# Start of DATA SUPPLIED

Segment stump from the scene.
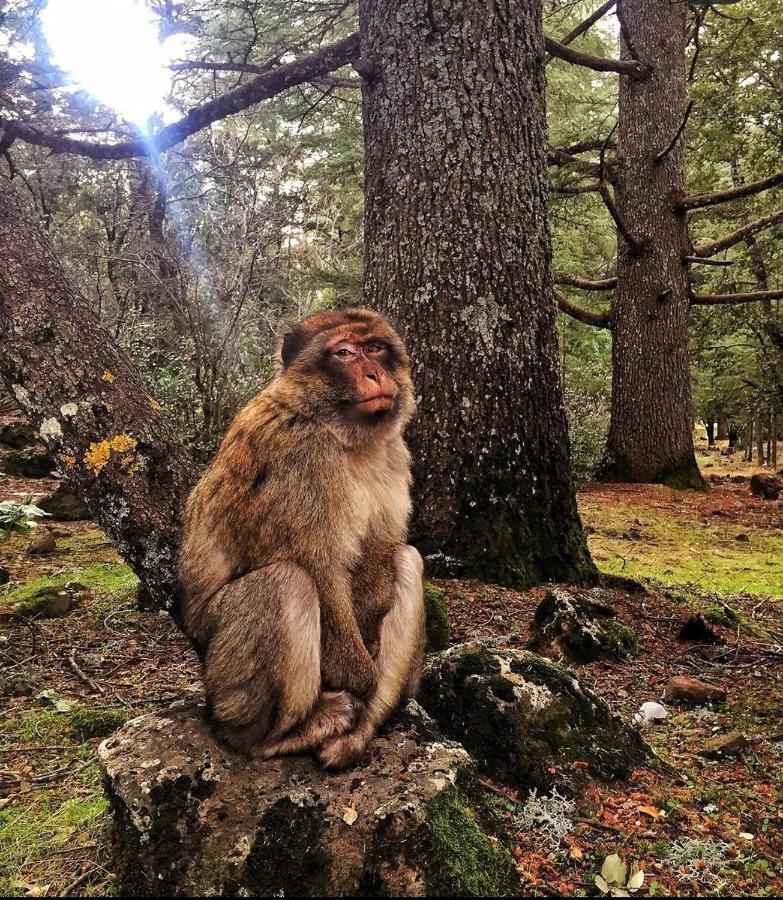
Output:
[99,703,519,896]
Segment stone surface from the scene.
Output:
[419,641,650,789]
[0,447,54,478]
[701,731,748,759]
[528,588,639,662]
[27,528,57,556]
[0,419,35,450]
[750,472,783,500]
[35,482,92,522]
[664,675,726,706]
[99,702,519,897]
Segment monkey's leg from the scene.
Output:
[319,546,425,769]
[204,563,321,753]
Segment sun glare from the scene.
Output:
[41,0,186,129]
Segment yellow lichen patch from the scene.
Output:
[84,434,138,475]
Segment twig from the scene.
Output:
[68,647,103,694]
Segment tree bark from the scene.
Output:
[360,0,595,585]
[0,177,195,610]
[599,0,703,488]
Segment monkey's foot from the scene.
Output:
[318,730,369,770]
[254,691,363,759]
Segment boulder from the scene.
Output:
[98,701,519,897]
[35,482,92,522]
[664,675,726,706]
[750,472,783,500]
[528,588,639,663]
[0,419,35,450]
[701,731,748,759]
[0,447,54,478]
[419,640,650,789]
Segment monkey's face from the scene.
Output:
[281,309,414,433]
[324,333,400,424]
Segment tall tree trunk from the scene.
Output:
[599,0,703,487]
[0,177,195,609]
[360,0,595,585]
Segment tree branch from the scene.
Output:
[544,37,651,79]
[693,209,783,259]
[544,0,616,65]
[691,288,783,306]
[555,291,612,328]
[2,34,359,159]
[679,172,783,209]
[555,275,617,291]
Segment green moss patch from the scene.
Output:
[427,789,519,897]
[424,582,449,653]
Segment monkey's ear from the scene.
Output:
[281,328,307,369]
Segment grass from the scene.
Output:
[581,499,783,599]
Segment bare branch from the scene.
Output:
[680,172,783,209]
[2,34,359,159]
[555,275,617,291]
[544,0,616,65]
[544,37,650,79]
[654,100,693,163]
[693,209,783,259]
[555,291,612,328]
[691,288,783,306]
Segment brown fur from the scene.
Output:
[180,310,423,766]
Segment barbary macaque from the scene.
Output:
[179,309,424,768]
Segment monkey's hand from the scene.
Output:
[321,629,378,700]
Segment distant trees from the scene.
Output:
[559,0,783,487]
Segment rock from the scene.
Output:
[35,482,92,522]
[424,582,449,653]
[664,675,726,706]
[750,472,783,500]
[700,731,748,759]
[0,447,54,478]
[420,641,649,789]
[677,615,726,644]
[0,420,35,450]
[27,528,57,556]
[528,588,639,662]
[13,587,74,619]
[98,702,519,897]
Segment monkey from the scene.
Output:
[179,308,425,769]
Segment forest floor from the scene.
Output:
[0,436,783,896]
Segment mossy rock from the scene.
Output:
[0,421,35,450]
[0,447,54,478]
[11,584,73,619]
[68,705,128,741]
[98,702,519,897]
[528,588,639,663]
[420,641,650,789]
[424,581,449,653]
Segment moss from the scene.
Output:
[68,706,128,741]
[424,581,449,653]
[607,622,639,659]
[427,788,519,897]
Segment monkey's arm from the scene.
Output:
[314,569,377,699]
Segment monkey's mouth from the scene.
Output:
[356,394,397,415]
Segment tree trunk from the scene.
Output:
[0,177,195,609]
[360,0,595,585]
[599,0,703,488]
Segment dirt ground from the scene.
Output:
[0,448,783,896]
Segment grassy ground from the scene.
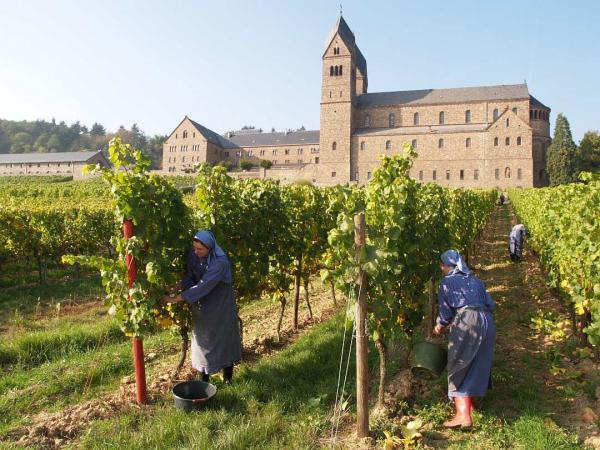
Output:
[375,206,597,450]
[0,207,600,450]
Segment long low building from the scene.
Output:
[0,150,110,179]
[163,16,550,188]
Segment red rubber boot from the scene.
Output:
[444,397,473,428]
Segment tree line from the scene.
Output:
[546,114,600,186]
[0,119,167,169]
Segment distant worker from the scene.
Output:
[508,223,529,262]
[433,250,496,428]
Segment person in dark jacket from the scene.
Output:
[165,230,242,384]
[434,250,496,428]
[508,223,529,262]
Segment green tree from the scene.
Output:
[547,113,579,186]
[579,131,600,172]
[10,131,33,153]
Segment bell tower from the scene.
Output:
[319,15,364,184]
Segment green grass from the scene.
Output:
[0,317,125,370]
[0,274,103,320]
[78,316,356,449]
[0,332,178,437]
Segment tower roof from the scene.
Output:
[323,14,367,76]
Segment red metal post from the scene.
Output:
[123,220,148,405]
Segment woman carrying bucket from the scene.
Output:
[165,230,242,384]
[434,250,496,428]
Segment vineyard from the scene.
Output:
[510,174,600,346]
[0,140,600,448]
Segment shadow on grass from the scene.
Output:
[81,316,368,449]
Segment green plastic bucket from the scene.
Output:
[410,341,448,380]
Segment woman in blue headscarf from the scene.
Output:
[434,250,496,428]
[166,230,242,384]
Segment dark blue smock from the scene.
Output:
[181,251,242,374]
[437,272,496,397]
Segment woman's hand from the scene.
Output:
[167,286,180,294]
[163,294,185,303]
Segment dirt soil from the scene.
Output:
[8,280,345,448]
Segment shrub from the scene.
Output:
[240,159,255,170]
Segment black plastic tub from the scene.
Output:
[173,381,217,411]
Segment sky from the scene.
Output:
[0,0,600,142]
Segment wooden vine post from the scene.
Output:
[123,219,148,405]
[354,213,369,438]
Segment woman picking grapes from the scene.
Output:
[165,230,242,384]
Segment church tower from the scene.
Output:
[319,14,367,184]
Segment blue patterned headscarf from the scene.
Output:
[194,230,225,266]
[441,250,471,275]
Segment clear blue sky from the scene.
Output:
[0,0,600,141]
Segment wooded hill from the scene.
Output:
[0,119,167,169]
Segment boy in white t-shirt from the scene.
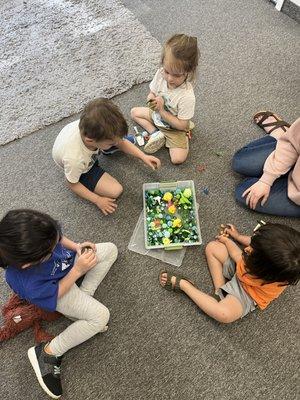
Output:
[52,98,160,215]
[131,34,199,164]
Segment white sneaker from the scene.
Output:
[144,131,166,154]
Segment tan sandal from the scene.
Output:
[253,111,291,135]
[159,269,197,292]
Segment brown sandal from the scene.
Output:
[253,111,291,135]
[159,269,197,292]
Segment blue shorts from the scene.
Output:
[79,162,105,192]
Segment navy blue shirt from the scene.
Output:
[5,243,76,311]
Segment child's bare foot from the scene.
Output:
[253,111,290,138]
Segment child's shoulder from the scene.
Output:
[59,119,80,135]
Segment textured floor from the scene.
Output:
[0,0,300,400]
[0,0,160,144]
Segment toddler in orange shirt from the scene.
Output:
[159,221,300,323]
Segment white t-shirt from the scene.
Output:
[149,68,195,129]
[52,119,98,183]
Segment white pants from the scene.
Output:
[50,243,118,356]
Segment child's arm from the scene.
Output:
[67,181,117,215]
[58,251,97,298]
[217,235,242,263]
[60,236,97,255]
[117,139,161,169]
[60,236,80,252]
[155,97,190,131]
[224,224,251,246]
[147,90,156,101]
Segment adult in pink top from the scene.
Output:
[233,117,300,218]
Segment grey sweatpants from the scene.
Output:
[50,243,118,356]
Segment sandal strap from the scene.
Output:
[254,111,279,128]
[264,121,291,134]
[164,271,173,292]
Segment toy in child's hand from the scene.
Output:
[81,246,94,254]
[133,126,145,146]
[219,224,230,237]
[147,99,156,111]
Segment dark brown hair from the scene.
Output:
[79,98,128,142]
[243,223,300,285]
[161,33,200,81]
[0,209,61,268]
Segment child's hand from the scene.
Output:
[216,235,230,244]
[73,251,97,276]
[143,154,161,170]
[77,242,97,256]
[242,181,271,210]
[95,196,117,215]
[221,224,240,240]
[154,96,165,111]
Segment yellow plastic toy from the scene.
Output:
[163,192,173,202]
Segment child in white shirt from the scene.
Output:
[131,34,199,164]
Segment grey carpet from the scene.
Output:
[0,0,300,400]
[0,0,160,144]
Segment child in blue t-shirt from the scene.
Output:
[0,209,118,399]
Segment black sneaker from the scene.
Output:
[28,343,62,399]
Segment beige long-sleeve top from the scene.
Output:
[260,118,300,205]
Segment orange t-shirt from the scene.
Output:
[236,258,287,310]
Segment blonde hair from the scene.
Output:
[161,33,200,82]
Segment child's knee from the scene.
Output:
[205,240,224,256]
[107,242,118,261]
[170,154,187,165]
[130,107,139,119]
[111,182,123,199]
[92,303,110,333]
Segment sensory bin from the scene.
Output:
[143,181,202,249]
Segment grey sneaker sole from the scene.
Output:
[144,136,166,154]
[27,347,61,399]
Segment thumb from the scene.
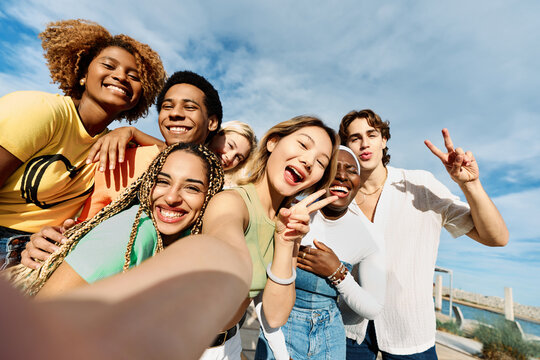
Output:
[313,239,331,252]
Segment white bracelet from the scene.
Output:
[266,262,296,285]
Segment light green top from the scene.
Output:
[65,204,157,283]
[234,184,276,298]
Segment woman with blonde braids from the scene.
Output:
[0,20,165,267]
[10,143,223,297]
[198,116,339,360]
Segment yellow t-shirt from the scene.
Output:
[0,91,103,232]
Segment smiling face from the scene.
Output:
[151,150,208,245]
[346,118,386,170]
[266,126,332,196]
[82,46,142,115]
[325,150,360,213]
[158,84,218,145]
[208,131,251,170]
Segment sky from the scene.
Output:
[0,0,540,306]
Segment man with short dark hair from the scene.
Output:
[339,110,508,360]
[21,71,223,269]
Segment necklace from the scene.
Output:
[358,169,388,205]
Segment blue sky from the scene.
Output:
[0,0,540,306]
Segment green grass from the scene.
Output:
[473,321,540,360]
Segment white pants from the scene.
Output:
[200,325,242,360]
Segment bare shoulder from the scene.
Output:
[203,190,249,240]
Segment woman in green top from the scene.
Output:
[202,116,339,359]
[6,143,223,297]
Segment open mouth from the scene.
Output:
[156,206,187,223]
[166,126,191,135]
[328,185,351,198]
[105,84,131,97]
[285,166,304,185]
[360,153,373,160]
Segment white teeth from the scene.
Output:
[161,209,184,219]
[330,185,349,194]
[107,85,126,95]
[289,167,304,181]
[169,126,189,133]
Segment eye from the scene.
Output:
[156,178,169,185]
[186,185,203,194]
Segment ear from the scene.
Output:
[208,115,218,131]
[266,135,279,152]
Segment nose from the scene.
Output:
[336,164,347,181]
[165,188,183,207]
[112,67,127,82]
[169,105,184,119]
[300,156,315,174]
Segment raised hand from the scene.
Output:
[274,190,338,242]
[424,129,480,184]
[21,219,75,269]
[86,126,135,172]
[297,240,341,277]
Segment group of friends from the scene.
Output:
[0,20,509,359]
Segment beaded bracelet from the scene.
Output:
[266,263,296,285]
[328,263,349,285]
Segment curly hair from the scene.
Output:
[156,71,223,143]
[39,20,166,123]
[238,115,339,206]
[3,143,224,296]
[339,109,390,166]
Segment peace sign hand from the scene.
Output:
[424,129,480,185]
[274,189,338,244]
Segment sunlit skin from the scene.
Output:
[209,132,251,170]
[265,126,332,196]
[321,150,360,219]
[75,46,142,135]
[158,84,218,145]
[347,119,386,171]
[151,151,208,245]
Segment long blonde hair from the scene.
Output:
[239,115,340,205]
[219,120,257,184]
[3,143,223,296]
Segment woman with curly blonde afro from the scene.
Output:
[0,20,165,267]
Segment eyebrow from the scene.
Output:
[99,56,139,72]
[158,172,204,186]
[298,133,330,161]
[163,98,202,108]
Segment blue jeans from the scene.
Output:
[347,321,437,360]
[255,305,345,360]
[0,226,31,270]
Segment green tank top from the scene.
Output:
[234,184,276,298]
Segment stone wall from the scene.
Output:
[443,287,540,322]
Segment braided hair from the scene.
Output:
[4,143,223,296]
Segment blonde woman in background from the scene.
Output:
[208,121,257,187]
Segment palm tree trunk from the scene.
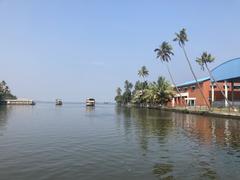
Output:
[205,63,234,109]
[166,64,187,109]
[181,45,211,110]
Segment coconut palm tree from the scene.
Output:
[144,76,174,105]
[196,52,234,109]
[122,80,133,104]
[115,87,122,105]
[173,28,210,110]
[154,41,186,108]
[138,66,149,81]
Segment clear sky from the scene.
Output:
[0,0,240,101]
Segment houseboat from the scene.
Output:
[86,98,95,106]
[56,99,62,106]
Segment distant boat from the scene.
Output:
[86,98,95,106]
[56,99,62,106]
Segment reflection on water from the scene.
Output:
[0,104,240,180]
[115,107,240,179]
[86,106,95,112]
[0,105,11,136]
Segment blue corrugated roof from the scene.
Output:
[177,77,210,87]
[211,58,240,81]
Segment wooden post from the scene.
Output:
[224,81,228,107]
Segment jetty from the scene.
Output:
[0,98,36,105]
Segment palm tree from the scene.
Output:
[138,66,149,79]
[196,52,234,109]
[122,80,133,104]
[115,87,122,105]
[154,41,186,108]
[144,77,174,105]
[173,28,210,110]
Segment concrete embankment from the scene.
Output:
[157,107,240,120]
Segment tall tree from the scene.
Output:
[115,87,122,105]
[173,28,211,110]
[144,76,174,105]
[138,66,149,81]
[196,52,234,109]
[122,80,133,104]
[154,41,186,108]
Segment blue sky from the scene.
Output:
[0,0,240,101]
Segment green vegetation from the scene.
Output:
[196,52,235,109]
[173,28,210,110]
[154,41,186,107]
[115,28,223,110]
[115,66,174,106]
[0,81,16,101]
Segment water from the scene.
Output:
[0,104,240,180]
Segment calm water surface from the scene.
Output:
[0,104,240,180]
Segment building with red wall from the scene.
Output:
[171,58,240,107]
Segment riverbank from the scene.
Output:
[158,107,240,120]
[121,105,240,120]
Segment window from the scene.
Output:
[210,85,217,89]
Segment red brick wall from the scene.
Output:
[172,80,240,106]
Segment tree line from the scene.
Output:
[0,81,17,101]
[115,28,232,110]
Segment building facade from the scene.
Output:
[171,58,240,107]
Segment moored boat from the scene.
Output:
[86,98,95,106]
[56,99,62,106]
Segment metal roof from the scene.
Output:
[211,58,240,82]
[177,77,210,87]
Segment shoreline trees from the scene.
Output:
[115,66,175,106]
[0,81,17,101]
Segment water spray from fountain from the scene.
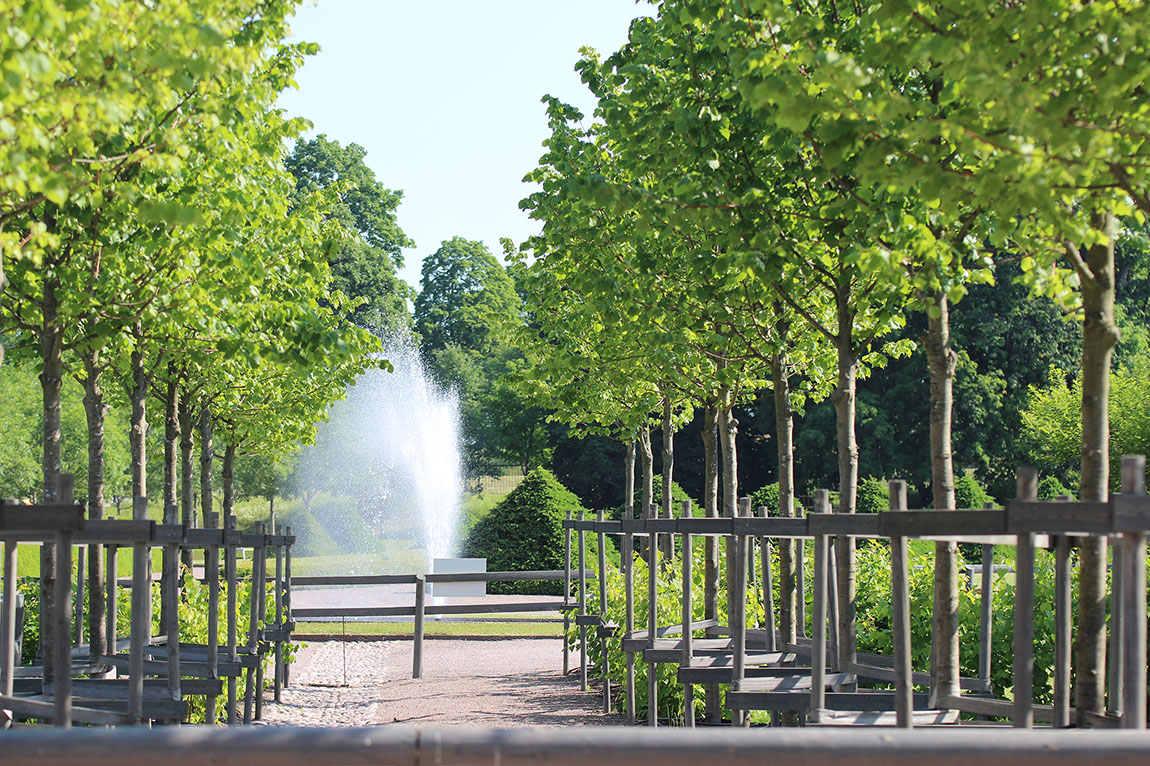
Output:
[299,337,462,570]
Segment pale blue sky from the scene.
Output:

# End of DATA SUPPLIED

• _WHAT TO WORK ON_
Render the listing as a numbered list, starting at the line that contains "Segment sandal strap from the scene." and ending after the line that contains "[147,99,156,111]", with both of those lines included and any blank lines left out.

• _PROBLEM SOLUTION_
1. Segment sandal strap from the scene.
2. Output:
3. [254,111,279,128]
4. [264,121,291,134]
5. [164,271,173,292]
6. Segment toy in child's hand from the scene.
7. Output:
8. [81,246,94,254]
9. [133,126,145,146]
10. [219,224,230,237]
11. [147,99,156,111]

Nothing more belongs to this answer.